■ REQUEST
Reproduce the data from the line with "[ ] locate the orange leaf in water" through the end of the data, replacing "instance" with "occurrence" and leaving everything else unchanged.

◇ ◇ ◇ ◇ ◇ ◇ ◇

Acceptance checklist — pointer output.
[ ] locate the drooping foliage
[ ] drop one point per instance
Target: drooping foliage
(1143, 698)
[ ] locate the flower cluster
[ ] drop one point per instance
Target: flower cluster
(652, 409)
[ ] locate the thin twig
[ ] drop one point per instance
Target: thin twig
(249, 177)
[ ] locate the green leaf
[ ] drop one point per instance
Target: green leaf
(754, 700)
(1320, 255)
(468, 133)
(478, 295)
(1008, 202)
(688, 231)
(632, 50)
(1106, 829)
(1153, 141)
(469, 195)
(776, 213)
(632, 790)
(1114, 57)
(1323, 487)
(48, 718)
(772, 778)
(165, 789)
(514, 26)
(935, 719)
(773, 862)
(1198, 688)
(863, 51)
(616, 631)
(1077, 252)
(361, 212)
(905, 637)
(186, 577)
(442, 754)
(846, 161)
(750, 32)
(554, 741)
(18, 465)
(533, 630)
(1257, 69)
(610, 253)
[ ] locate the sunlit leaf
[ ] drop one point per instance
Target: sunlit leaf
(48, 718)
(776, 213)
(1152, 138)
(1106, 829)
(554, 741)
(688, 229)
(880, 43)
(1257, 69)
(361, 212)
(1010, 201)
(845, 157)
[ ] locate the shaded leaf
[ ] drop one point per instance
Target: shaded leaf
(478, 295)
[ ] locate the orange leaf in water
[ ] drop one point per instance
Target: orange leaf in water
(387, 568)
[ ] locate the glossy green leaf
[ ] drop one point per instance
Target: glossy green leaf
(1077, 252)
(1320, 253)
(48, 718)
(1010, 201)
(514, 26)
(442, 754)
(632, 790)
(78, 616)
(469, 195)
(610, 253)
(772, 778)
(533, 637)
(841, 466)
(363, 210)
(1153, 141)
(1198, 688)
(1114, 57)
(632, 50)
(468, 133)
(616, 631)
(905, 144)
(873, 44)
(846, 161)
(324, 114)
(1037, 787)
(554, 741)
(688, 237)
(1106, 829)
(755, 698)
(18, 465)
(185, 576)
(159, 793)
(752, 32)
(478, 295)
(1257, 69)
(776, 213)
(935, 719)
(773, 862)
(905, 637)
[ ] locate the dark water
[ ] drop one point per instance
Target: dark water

◇ ◇ ◇ ◇ ◇ ◇ ◇

■ FINAL ANSWER
[ ] locate the orange leaf in water
[ ] drop one point per occurrence
Target: orange leaf in water
(387, 568)
[ ] locate the glossy green leaf
[ ] drop one point per occurrence
Target: glossy green leaf
(1077, 252)
(1320, 253)
(48, 718)
(1010, 201)
(514, 26)
(442, 754)
(632, 790)
(78, 616)
(469, 195)
(610, 253)
(772, 778)
(533, 637)
(841, 466)
(363, 210)
(1153, 141)
(1198, 688)
(1114, 57)
(632, 50)
(468, 133)
(616, 631)
(905, 144)
(873, 44)
(846, 161)
(324, 114)
(1037, 787)
(554, 741)
(688, 237)
(1106, 829)
(755, 698)
(18, 465)
(185, 576)
(159, 793)
(752, 32)
(478, 295)
(1257, 69)
(776, 213)
(935, 719)
(773, 862)
(905, 637)
[ ] locate the dark water
[ ] drop one point per occurrence
Target: dark water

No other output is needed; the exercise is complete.